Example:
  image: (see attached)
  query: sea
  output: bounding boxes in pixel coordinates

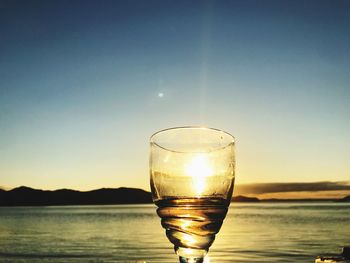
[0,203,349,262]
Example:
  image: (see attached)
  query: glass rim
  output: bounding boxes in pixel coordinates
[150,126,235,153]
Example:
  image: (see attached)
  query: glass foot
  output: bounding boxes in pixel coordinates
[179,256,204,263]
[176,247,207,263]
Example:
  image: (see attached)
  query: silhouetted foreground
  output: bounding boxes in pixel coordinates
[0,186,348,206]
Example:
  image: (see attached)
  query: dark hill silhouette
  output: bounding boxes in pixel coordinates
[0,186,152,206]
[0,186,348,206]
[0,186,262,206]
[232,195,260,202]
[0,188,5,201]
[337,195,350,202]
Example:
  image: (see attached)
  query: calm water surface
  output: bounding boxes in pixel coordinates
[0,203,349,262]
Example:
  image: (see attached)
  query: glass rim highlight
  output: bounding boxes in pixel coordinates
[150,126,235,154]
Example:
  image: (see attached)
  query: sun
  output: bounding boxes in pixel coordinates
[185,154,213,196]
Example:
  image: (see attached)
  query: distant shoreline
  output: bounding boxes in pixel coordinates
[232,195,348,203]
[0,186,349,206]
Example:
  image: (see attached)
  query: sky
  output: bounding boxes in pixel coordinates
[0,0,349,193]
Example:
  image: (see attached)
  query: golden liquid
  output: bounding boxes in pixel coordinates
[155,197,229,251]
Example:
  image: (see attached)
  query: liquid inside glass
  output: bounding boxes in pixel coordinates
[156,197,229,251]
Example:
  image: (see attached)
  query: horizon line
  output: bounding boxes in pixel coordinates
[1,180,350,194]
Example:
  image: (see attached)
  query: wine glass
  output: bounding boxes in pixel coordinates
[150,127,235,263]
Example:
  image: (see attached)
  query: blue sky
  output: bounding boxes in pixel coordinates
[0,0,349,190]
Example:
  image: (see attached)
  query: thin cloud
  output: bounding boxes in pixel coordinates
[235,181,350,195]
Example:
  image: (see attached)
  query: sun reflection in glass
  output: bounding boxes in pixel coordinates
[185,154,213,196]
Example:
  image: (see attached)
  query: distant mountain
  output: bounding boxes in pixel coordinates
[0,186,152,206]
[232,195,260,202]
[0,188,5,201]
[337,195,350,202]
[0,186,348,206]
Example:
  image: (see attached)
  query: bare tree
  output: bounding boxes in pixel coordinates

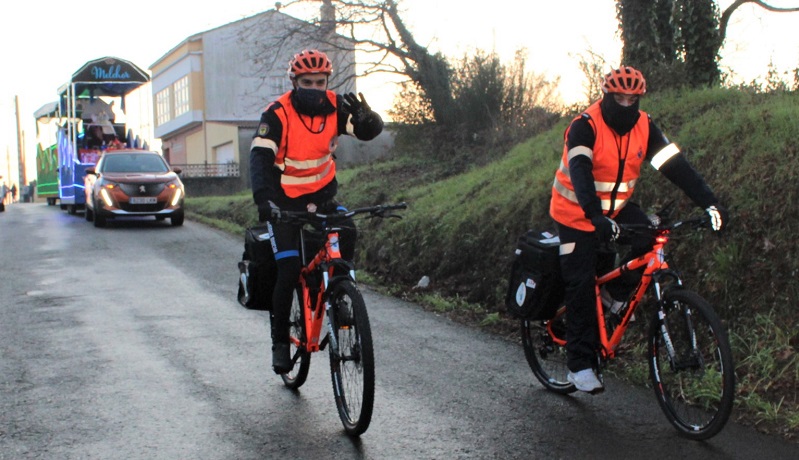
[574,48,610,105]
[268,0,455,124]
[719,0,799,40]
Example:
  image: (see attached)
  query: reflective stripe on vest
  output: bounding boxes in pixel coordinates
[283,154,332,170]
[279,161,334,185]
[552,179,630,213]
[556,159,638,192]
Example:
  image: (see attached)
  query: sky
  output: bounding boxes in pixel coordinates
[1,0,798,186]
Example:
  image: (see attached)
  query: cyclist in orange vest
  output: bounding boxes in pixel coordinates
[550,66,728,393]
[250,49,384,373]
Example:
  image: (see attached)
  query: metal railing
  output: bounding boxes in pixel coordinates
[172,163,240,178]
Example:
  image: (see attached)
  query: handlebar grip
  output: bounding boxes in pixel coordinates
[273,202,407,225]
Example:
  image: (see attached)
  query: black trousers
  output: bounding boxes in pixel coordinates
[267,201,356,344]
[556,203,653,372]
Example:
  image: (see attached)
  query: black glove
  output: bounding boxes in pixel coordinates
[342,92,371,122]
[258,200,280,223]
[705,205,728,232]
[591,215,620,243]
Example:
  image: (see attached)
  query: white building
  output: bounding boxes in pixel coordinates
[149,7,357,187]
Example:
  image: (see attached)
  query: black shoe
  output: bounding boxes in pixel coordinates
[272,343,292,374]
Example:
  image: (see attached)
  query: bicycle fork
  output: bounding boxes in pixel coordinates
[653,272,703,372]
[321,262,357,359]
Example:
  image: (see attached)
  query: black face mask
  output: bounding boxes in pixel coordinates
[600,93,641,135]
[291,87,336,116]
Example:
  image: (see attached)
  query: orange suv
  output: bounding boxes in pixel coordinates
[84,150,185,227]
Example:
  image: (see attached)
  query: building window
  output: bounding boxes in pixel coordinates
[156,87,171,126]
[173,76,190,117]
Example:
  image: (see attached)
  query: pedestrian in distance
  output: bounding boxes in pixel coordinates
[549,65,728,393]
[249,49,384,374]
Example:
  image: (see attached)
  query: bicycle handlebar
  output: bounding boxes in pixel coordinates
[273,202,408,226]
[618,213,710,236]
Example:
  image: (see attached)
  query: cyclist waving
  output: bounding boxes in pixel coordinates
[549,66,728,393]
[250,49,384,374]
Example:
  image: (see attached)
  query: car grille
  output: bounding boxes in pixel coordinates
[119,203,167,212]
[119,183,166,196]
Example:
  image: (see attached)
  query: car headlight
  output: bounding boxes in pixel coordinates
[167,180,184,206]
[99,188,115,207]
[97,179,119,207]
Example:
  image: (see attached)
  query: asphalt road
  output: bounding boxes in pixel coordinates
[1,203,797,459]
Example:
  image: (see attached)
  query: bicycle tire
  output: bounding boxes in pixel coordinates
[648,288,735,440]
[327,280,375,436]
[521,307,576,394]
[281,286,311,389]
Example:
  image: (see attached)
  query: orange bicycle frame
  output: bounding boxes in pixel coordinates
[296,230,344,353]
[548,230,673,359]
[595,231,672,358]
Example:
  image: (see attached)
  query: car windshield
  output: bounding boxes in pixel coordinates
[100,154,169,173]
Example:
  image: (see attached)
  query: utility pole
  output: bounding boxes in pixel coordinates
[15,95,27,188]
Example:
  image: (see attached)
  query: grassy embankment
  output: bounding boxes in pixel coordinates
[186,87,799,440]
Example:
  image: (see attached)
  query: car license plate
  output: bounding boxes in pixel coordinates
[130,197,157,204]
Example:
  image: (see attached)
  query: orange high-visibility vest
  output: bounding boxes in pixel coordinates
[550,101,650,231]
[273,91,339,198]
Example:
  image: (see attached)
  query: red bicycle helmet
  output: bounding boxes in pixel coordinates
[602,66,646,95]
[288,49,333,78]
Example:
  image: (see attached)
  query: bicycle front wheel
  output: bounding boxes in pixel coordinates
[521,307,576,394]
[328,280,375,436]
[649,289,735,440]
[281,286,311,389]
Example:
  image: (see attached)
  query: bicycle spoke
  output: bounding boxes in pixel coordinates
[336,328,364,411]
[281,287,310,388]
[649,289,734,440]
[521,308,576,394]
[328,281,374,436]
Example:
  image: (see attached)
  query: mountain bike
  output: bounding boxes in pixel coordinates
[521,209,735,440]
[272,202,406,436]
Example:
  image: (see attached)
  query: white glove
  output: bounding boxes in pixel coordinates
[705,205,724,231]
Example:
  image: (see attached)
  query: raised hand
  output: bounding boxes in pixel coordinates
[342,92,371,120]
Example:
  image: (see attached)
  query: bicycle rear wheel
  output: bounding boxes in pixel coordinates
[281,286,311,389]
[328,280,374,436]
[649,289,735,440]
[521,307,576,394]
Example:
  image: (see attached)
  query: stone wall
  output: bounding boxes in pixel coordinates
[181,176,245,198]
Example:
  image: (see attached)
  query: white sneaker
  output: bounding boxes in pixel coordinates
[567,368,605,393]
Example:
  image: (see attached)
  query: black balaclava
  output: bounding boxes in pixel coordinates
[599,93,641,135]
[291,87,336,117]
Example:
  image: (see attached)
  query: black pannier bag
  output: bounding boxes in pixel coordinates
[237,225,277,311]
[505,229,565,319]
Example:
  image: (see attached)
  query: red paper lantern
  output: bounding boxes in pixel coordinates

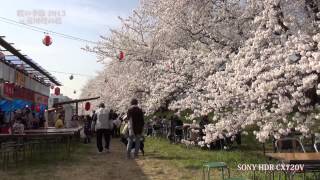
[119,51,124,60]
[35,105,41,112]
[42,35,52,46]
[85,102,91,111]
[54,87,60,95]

**********

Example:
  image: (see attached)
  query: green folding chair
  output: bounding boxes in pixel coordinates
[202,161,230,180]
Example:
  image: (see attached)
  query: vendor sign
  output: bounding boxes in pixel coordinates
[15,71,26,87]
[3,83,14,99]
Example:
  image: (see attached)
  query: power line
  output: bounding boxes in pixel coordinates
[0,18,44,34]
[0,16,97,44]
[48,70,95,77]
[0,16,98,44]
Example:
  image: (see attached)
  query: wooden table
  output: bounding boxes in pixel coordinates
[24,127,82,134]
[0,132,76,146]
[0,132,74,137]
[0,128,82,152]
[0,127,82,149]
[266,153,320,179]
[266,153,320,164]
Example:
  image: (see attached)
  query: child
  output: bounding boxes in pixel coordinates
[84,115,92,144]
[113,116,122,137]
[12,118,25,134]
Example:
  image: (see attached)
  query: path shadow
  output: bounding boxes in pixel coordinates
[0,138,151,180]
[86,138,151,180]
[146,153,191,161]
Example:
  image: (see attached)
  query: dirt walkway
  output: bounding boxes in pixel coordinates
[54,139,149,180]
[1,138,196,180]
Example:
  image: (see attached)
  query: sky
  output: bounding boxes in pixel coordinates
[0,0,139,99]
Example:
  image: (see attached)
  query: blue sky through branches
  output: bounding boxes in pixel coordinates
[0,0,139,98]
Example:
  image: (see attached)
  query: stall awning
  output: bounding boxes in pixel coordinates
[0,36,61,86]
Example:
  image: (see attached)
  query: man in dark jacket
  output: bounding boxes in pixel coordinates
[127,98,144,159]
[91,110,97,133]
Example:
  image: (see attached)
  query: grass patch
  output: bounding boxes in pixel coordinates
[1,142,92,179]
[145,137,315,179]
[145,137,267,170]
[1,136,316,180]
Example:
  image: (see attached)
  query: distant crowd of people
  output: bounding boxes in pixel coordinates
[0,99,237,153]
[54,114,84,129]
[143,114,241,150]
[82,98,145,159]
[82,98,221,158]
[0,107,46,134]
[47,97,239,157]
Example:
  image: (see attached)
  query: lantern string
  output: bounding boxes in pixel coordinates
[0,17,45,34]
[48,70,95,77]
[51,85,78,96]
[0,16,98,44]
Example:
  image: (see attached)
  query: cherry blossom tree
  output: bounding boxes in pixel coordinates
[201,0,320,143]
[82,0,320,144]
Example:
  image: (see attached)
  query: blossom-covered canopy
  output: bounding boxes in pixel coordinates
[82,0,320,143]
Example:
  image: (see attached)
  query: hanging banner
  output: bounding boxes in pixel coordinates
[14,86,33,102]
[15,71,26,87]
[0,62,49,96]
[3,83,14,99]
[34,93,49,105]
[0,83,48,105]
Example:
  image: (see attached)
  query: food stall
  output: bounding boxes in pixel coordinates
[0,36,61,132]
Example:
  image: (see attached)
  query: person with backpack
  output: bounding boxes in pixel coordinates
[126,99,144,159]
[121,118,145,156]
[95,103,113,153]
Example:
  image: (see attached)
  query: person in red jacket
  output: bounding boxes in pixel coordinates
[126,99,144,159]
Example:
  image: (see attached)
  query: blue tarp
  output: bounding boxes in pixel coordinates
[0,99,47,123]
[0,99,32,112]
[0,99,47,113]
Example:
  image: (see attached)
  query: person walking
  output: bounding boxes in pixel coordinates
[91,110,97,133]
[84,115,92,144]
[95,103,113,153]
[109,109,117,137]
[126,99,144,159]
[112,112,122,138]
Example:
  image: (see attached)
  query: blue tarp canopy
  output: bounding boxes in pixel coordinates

**********

How to complete this task >>
Say how many lines of the preceding data include the word "lantern". The number is the whole answer.

Exercise solution >>
2